··· PASSAGE SHOWN
MANUFACTURING

New Brand Is the Next Chapter for Lubov Azria

For more than 25 years, Lubov Azria was the creative force behind the well-known California contemporary label BCBGMaxAzria.

Her imprint was on everything from sweaters and blouses to cocktail dresses and work attire in a collection that had a unique concept of offering affordable contemporary clothes to a vast market of style-hungry consumers.

But, in 2017, with the company declaring bankruptcy, Azria left, following her husband, Max Azria, who in 1989 founded the company that expanded into 20 brands and a retail empire of more than 550 stores.
······
··· DATASET EXTRACT
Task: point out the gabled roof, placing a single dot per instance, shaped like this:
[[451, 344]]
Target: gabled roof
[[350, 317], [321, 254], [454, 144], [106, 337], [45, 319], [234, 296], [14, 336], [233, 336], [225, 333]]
······
* TASK INSTRUCTIONS:
#1 List every type of clothing that the article on Lubov Azria names.
#2 Extend the article on Lubov Azria with a few more sentences that follow on from its last line.
The data can be left aside here.

* RESPONSES FOR EACH TASK:
#1 sweaters, blouses, cocktail dresses, work attire

#2
After leaving the company, Lubov Azria said she had a lot of time on her hands and spent months reexamining her career and what she wanted in life. “I just decided to find the beauty within. I took time to read every book I was going to read,” she said. “This brought me to a different understanding of life. I had been such a 9-to-5 person or better said an 8-in-the-morning to 10-at-night person. I was really trying to find that inner peace and essence and what my next chapter was going to be.”

That next chapter turned out to be a new luxury collection of silk pajamas, silk pajama–like tops for everyday wear, silk dresses, cashmere sweaters and ultra-soft denim pants whose name, La Bohème by Lubov Azria, reflected the bohemian lifestyle in Los Angeles that many people seek.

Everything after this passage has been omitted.